Un Marwari du Rajasthan c'est plus subtil qu'un breton. Pour ne pas saisir le bâton merdeux de l'ULCOS ? retirer immédiatement sa soumission à Bruxelles, quasiment acceptée puisque la Commission avait mis le dossier en tête de pile et sécurisé les crédits.
Remonter un projet technologique complexe qui prendra du temps pour la tranche qui sera jugée en 2013, supputant un gel drastique des crédits sous l'impulsion des britanniques et leurs suiveurs. Revenir à la Noël 2013, désolés, mais ravis ! On a fait plus que l'impossible !
Entretemps, toute la panoplie des contretemps va être utilisée par les négociateurs réputés les plus retors au monde, du grand art ! Il va se passer chaque jour quelque chose aux Galeries Mittal ! Pauvre monsieur Ayrault, il ne pouvait pas savoir que ces salopards n'obéissent pas aux 35 heures.


PPS: on consultera avec profit le Rapport officiel de Pascal Faure sur Florange, remis au ministre Montebourg le 27 juillet 2012 (rapport Faure). Il démontrait la viabilité du site sidérurgique intégré et pressait le gouvernement d'agir vite, ce qui était beaucoup lui demander avec le mariage pour tous, le vote étranger, les repentances et vingt urgences de ce calibre.

+ + +

# Consignes et exigences:
Recopiez à l'identique le passage du texte sur Florange commençant à "Un Marwari du" et se terminant à "que l'impossible !". Ces enregistrements proviennent d'une autre source.

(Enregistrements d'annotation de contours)
+ + +

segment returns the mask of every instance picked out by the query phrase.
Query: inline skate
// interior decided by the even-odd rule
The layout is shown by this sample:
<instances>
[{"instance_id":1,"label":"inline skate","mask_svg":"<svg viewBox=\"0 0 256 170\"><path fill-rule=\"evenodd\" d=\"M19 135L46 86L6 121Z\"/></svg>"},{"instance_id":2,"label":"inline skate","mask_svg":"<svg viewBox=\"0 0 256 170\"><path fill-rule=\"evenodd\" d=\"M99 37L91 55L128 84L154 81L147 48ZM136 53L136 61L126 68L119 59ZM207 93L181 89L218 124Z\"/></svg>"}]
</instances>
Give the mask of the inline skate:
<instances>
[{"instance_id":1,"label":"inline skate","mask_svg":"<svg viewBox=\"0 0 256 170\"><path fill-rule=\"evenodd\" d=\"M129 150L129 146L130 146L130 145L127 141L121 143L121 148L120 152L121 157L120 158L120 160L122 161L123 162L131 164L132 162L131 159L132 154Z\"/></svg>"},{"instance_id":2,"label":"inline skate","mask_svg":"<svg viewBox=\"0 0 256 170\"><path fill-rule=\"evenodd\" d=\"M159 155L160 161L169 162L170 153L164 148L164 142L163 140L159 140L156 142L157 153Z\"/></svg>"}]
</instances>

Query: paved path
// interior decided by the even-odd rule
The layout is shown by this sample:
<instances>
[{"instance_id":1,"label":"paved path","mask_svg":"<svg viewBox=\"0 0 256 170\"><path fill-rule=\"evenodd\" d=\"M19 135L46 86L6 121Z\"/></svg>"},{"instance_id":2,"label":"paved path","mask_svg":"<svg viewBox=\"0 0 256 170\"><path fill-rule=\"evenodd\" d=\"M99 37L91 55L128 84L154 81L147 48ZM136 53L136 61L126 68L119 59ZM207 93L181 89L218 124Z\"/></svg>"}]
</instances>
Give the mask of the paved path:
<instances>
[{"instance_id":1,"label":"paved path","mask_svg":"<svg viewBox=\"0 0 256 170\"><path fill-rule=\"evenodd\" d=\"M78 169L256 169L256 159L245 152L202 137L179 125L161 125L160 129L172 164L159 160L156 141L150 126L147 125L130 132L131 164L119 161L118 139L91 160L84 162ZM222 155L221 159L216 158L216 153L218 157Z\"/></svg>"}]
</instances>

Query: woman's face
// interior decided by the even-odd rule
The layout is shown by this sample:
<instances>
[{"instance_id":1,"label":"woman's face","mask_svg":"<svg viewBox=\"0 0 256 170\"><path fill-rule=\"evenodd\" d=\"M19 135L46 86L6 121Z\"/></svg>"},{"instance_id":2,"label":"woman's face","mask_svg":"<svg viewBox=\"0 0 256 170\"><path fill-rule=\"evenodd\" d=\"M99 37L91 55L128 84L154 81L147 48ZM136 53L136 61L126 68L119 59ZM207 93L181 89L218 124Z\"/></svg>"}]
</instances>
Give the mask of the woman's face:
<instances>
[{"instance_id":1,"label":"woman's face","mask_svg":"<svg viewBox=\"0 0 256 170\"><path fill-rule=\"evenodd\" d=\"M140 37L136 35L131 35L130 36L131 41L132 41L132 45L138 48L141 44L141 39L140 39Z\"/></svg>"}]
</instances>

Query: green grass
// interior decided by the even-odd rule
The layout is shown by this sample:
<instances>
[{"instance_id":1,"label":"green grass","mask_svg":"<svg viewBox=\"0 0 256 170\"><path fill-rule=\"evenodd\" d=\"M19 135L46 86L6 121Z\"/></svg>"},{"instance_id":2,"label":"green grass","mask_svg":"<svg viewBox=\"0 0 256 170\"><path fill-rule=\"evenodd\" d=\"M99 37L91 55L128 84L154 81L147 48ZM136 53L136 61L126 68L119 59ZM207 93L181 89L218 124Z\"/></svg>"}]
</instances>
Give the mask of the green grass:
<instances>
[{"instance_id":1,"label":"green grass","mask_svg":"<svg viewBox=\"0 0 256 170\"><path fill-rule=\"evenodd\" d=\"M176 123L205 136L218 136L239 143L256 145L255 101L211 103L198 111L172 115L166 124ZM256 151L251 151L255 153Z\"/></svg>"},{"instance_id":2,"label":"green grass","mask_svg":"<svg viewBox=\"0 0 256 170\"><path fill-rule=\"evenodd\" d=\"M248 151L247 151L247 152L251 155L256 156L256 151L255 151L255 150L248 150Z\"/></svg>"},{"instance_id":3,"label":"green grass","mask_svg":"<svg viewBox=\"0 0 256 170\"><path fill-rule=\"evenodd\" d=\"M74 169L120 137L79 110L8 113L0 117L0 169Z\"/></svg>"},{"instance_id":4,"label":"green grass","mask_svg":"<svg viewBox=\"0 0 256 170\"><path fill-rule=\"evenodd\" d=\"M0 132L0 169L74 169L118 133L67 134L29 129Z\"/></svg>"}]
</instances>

+ + +

# Résultat attendu:
Un Marwari du Rajasthan c'est plus subtil qu'un breton. Pour ne pas saisir le bâton merdeux de l'ULCOS ? retirer immédiatement sa soumission à Bruxelles, quasiment acceptée puisque la Commission avait mis le dossier en tête de pile et sécurisé les crédits.
Remonter un projet technologique complexe qui prendra du temps pour la tranche qui sera jugée en 2013, supputant un gel drastique des crédits sous l'impulsion des britanniques et leurs suiveurs. Revenir à la Noël 2013, désolés, mais ravis ! On a fait plus que l'impossible !